## PROBLEM TO SOLVE
Would you copy each line of the records that includes the word "positive"?

- Opening Delimiter -

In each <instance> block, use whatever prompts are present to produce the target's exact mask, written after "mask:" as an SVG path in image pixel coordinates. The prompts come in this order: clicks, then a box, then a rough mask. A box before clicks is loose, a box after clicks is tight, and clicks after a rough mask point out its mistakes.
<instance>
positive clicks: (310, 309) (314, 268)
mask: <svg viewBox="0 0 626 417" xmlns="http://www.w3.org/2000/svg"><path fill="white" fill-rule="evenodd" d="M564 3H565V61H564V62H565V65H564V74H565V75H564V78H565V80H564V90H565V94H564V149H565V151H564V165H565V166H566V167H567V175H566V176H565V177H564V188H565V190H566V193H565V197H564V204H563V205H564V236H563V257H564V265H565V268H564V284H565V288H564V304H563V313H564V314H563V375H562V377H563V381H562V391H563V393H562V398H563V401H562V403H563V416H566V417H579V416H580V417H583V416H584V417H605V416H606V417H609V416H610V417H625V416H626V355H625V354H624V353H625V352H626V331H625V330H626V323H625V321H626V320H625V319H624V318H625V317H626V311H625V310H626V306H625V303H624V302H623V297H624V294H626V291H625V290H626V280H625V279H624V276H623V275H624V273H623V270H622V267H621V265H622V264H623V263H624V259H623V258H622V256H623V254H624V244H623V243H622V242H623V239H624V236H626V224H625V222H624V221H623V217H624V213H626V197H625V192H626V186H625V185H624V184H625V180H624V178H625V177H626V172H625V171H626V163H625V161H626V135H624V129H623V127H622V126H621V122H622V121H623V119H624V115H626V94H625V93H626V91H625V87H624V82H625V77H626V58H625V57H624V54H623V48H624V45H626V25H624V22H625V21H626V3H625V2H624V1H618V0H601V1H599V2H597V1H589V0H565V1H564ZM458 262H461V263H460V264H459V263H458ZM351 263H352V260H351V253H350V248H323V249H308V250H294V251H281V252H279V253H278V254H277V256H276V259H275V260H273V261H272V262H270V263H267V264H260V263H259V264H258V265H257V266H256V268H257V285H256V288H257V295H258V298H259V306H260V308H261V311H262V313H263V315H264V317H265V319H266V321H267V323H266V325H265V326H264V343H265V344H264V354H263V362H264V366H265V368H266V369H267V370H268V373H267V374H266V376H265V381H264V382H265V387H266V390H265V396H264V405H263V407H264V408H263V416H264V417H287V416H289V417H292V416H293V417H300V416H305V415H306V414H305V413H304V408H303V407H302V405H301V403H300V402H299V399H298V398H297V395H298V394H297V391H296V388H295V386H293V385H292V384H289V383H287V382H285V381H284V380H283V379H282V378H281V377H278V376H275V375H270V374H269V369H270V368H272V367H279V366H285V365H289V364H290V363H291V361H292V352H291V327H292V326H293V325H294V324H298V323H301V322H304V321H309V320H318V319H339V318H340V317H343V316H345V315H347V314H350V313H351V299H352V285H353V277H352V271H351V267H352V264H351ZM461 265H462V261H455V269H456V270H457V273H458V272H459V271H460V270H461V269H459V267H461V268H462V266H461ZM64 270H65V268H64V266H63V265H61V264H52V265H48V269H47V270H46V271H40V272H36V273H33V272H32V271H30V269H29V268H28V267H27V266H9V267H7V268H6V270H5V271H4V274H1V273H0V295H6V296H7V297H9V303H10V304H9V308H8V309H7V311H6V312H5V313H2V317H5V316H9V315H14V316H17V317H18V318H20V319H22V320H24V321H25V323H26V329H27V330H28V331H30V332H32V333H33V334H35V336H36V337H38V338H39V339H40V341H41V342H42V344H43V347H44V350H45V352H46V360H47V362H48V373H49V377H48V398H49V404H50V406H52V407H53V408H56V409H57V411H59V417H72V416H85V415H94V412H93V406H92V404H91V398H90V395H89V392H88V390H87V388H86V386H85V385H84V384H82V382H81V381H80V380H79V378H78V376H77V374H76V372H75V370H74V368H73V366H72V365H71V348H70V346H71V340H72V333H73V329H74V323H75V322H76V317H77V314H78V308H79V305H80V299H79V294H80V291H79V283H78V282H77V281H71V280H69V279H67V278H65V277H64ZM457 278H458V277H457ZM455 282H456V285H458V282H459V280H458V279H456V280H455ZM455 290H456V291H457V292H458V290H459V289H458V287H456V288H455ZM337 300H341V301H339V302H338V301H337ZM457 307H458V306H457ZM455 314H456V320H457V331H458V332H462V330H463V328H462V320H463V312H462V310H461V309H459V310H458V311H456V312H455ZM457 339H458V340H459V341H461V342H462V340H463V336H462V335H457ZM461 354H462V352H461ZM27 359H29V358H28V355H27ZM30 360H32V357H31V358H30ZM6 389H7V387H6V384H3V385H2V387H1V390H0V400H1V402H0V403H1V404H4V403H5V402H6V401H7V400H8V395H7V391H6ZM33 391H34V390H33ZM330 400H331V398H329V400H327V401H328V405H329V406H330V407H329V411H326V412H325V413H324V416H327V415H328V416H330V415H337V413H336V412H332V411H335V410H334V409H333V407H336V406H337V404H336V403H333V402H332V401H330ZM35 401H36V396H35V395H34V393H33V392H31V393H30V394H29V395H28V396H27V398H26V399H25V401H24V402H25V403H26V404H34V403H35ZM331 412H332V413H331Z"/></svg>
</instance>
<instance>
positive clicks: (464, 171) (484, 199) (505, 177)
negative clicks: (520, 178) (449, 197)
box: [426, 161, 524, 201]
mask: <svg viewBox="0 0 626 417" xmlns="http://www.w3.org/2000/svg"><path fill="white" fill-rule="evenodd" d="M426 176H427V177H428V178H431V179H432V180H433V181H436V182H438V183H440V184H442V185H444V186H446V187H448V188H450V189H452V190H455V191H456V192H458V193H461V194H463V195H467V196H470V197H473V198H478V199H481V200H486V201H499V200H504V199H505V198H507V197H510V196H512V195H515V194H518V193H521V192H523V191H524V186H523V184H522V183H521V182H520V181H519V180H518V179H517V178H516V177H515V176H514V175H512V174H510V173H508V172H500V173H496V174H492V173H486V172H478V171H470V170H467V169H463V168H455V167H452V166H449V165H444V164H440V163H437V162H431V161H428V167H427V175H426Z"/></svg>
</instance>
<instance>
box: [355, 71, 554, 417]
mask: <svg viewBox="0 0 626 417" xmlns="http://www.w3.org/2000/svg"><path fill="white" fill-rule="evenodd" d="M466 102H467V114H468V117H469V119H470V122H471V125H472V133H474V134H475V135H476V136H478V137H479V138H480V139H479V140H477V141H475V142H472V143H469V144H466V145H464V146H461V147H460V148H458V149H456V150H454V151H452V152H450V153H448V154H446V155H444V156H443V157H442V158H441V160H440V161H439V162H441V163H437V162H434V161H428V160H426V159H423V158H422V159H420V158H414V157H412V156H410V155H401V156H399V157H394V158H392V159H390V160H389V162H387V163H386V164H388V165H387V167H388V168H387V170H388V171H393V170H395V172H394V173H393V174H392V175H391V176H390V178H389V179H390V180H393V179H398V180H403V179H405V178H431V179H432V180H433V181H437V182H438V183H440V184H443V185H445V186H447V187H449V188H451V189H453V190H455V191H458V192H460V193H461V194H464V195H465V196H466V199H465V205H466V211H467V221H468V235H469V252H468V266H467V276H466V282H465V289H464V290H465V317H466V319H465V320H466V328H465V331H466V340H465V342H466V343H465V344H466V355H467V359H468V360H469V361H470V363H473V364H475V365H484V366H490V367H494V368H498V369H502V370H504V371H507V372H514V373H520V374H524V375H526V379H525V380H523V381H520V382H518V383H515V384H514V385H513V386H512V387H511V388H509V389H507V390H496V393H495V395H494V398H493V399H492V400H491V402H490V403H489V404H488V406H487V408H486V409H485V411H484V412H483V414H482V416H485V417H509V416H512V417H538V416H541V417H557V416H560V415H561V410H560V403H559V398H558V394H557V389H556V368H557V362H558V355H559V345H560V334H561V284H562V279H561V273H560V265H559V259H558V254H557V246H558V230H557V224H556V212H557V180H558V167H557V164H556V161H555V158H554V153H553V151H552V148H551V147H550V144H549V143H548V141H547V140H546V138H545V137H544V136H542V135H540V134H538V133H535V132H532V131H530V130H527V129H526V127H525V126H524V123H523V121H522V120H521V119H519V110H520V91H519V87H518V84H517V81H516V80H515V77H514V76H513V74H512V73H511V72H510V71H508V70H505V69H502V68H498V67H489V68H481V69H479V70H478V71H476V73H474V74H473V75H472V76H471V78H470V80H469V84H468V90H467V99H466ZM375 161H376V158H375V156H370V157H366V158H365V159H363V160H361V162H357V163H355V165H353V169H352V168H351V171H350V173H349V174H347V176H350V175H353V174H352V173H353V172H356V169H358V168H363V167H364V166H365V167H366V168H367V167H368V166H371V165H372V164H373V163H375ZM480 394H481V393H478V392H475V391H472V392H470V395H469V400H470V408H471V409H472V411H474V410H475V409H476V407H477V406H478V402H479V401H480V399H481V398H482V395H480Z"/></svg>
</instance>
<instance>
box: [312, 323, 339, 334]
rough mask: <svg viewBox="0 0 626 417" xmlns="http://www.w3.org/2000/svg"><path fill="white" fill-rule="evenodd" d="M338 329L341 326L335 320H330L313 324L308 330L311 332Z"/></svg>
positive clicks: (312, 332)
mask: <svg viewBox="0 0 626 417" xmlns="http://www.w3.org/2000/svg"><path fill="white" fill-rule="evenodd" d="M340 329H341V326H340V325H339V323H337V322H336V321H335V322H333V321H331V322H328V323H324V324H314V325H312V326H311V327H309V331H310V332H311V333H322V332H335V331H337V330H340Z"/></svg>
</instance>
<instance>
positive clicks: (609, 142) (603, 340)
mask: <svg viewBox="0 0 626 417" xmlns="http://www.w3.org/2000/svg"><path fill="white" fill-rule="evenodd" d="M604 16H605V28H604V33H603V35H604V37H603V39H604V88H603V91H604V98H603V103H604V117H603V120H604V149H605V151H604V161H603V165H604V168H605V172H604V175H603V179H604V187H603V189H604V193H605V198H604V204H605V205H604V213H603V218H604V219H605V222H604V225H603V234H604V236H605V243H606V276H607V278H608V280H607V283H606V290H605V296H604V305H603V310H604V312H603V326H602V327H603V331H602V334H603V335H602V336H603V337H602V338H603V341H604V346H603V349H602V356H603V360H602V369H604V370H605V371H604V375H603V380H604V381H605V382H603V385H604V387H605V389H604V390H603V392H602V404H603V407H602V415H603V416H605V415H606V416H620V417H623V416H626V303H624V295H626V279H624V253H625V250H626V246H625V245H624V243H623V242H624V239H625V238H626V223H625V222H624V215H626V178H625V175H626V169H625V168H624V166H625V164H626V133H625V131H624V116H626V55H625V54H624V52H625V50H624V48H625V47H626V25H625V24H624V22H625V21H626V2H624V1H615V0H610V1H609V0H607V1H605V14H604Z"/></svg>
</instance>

- Closing Delimiter -

## SOLUTION
positive clicks: (310, 309) (314, 268)
positive clicks: (464, 171) (484, 199) (505, 177)
positive clicks: (312, 332)
positive clicks: (609, 142) (603, 340)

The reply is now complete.